Saved entries
══════════════════════════════
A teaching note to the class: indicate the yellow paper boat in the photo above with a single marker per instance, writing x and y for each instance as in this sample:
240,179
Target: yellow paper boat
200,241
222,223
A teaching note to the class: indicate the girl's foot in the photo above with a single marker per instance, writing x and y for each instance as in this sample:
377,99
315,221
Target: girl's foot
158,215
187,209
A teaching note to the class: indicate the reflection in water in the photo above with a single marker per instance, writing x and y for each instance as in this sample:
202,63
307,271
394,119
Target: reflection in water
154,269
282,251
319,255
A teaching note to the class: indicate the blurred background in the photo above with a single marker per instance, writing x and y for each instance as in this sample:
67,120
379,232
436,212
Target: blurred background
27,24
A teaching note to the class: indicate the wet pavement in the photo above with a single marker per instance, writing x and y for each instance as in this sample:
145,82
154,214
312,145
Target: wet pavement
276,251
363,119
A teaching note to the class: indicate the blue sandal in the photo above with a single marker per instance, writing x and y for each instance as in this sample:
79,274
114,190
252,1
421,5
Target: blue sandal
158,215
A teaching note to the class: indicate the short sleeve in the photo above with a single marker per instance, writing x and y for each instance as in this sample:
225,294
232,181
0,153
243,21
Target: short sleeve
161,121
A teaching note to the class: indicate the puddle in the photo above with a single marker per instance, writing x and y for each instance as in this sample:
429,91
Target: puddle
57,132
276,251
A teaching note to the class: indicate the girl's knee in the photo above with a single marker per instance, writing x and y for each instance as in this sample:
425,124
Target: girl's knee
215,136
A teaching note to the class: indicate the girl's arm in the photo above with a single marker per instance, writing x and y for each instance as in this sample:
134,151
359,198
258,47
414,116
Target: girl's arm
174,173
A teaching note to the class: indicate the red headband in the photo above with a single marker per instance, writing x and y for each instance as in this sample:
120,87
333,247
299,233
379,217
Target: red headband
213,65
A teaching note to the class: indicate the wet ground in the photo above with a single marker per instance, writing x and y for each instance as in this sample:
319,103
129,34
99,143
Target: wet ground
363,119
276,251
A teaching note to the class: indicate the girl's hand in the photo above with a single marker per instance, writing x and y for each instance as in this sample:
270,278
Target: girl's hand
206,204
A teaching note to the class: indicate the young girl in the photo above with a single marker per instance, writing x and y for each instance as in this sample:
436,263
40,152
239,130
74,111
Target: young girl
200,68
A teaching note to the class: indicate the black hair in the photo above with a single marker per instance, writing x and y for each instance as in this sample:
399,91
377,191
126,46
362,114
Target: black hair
══════════════════════════════
**Directions for this task**. Keep only those lines of the records that hold "black", and return them.

**Your response**.
A teaching note to the class: indicate the black hair in the photo above with a single marker per instance, writing x and y for each instance as in this sample:
Target: black hair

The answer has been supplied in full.